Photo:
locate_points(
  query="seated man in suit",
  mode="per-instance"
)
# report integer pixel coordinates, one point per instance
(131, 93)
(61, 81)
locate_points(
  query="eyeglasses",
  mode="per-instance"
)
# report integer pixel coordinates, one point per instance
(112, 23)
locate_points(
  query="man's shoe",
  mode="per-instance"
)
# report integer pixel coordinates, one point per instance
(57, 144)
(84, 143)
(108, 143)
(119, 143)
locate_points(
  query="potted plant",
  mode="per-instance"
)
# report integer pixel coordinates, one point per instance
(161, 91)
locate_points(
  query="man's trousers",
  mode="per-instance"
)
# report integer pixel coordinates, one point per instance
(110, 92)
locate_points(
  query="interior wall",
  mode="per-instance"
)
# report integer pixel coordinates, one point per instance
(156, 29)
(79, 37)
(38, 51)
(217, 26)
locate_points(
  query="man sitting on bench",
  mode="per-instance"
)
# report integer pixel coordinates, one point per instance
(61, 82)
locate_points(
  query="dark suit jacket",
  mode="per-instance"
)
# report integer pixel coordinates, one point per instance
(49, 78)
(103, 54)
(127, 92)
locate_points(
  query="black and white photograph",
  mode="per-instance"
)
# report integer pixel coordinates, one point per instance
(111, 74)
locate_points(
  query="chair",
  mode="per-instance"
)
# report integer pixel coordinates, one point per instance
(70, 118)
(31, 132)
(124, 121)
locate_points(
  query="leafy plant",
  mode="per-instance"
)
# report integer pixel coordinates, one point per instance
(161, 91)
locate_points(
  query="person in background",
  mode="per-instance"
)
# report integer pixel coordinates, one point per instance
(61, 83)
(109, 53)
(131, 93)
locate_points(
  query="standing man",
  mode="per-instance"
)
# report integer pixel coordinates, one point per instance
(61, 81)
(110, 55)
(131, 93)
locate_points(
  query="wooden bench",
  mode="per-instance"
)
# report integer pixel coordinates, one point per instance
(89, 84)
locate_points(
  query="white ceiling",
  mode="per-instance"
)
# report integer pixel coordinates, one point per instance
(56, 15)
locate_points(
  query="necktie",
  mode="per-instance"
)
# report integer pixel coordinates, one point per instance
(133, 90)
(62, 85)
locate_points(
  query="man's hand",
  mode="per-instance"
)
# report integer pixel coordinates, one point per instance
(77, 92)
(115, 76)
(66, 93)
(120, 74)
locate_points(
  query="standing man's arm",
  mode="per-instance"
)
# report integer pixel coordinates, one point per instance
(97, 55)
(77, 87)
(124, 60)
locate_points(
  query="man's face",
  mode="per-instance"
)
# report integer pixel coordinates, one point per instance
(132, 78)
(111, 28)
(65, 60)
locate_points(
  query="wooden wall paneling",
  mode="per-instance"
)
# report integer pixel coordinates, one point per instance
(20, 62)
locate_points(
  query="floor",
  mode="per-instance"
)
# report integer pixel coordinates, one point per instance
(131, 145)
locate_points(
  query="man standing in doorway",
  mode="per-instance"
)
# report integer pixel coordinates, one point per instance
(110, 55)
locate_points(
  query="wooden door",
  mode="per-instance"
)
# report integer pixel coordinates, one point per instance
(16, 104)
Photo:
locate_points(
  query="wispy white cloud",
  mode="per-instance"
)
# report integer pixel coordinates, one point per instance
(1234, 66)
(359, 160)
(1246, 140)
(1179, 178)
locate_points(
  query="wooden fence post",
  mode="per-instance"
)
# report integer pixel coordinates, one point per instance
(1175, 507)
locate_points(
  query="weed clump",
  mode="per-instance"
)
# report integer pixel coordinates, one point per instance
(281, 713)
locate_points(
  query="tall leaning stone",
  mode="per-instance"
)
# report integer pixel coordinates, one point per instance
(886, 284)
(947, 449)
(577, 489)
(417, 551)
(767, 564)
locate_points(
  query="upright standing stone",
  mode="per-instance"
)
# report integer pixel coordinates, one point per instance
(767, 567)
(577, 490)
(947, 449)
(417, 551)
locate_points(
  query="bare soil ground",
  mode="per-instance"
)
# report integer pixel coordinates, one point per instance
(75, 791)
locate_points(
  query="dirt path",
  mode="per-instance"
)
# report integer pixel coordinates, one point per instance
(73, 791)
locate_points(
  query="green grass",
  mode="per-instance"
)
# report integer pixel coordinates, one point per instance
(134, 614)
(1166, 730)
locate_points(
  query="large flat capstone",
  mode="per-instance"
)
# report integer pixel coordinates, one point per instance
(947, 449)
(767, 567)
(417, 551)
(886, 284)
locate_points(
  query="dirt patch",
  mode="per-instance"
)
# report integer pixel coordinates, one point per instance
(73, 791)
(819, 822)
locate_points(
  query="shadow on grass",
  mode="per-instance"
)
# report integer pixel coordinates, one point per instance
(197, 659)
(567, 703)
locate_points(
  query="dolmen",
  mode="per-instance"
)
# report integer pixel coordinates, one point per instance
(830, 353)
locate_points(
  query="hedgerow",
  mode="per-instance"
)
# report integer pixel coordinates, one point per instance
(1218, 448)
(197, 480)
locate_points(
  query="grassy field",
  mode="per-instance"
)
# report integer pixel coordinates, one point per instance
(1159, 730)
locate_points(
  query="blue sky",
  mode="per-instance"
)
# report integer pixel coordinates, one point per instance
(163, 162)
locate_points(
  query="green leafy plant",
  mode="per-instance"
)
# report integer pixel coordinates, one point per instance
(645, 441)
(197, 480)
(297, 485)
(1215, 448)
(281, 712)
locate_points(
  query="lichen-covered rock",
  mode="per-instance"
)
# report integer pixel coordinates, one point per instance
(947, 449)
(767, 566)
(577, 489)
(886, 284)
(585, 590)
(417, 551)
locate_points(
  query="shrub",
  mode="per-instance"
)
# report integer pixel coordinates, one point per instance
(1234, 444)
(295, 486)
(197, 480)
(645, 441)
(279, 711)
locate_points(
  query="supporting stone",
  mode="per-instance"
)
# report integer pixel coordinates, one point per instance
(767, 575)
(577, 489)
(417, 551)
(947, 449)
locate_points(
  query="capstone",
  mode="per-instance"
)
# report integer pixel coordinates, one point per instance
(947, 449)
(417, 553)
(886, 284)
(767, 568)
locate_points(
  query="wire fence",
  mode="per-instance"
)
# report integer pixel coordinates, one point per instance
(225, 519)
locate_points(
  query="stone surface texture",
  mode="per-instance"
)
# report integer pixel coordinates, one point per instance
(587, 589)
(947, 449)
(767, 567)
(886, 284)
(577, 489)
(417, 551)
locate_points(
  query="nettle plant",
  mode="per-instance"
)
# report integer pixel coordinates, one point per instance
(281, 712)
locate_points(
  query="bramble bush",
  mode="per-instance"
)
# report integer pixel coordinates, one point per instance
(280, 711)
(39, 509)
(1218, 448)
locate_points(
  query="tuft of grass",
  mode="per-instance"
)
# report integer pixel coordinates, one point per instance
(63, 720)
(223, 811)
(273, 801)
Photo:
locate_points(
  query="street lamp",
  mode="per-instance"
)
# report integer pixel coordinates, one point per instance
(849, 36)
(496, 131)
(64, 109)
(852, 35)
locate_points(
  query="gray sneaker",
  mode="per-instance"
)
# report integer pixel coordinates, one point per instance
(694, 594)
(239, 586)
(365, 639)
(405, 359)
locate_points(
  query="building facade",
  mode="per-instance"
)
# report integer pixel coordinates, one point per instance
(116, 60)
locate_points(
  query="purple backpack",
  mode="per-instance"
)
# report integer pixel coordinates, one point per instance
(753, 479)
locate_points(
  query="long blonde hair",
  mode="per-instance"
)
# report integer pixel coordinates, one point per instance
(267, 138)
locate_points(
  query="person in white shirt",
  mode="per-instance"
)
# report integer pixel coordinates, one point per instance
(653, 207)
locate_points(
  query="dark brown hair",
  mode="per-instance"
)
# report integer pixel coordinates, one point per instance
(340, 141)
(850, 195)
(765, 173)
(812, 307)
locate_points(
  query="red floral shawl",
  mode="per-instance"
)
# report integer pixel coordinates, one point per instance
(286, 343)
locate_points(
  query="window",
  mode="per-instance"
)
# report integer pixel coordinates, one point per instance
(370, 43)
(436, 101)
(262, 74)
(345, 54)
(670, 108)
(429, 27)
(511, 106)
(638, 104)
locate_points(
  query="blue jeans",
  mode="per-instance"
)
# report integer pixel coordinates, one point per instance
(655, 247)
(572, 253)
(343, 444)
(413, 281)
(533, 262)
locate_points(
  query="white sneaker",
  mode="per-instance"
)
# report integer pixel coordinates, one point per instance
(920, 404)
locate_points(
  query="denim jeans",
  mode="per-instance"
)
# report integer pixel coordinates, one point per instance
◇ ◇ ◇
= Do this =
Extract each line of the listing that contains the string "standing", and copy those lines in their original order.

= Finished answer =
  query="standing man",
  query="standing man's arm",
  query="man standing in doorway",
  query="upright standing stone",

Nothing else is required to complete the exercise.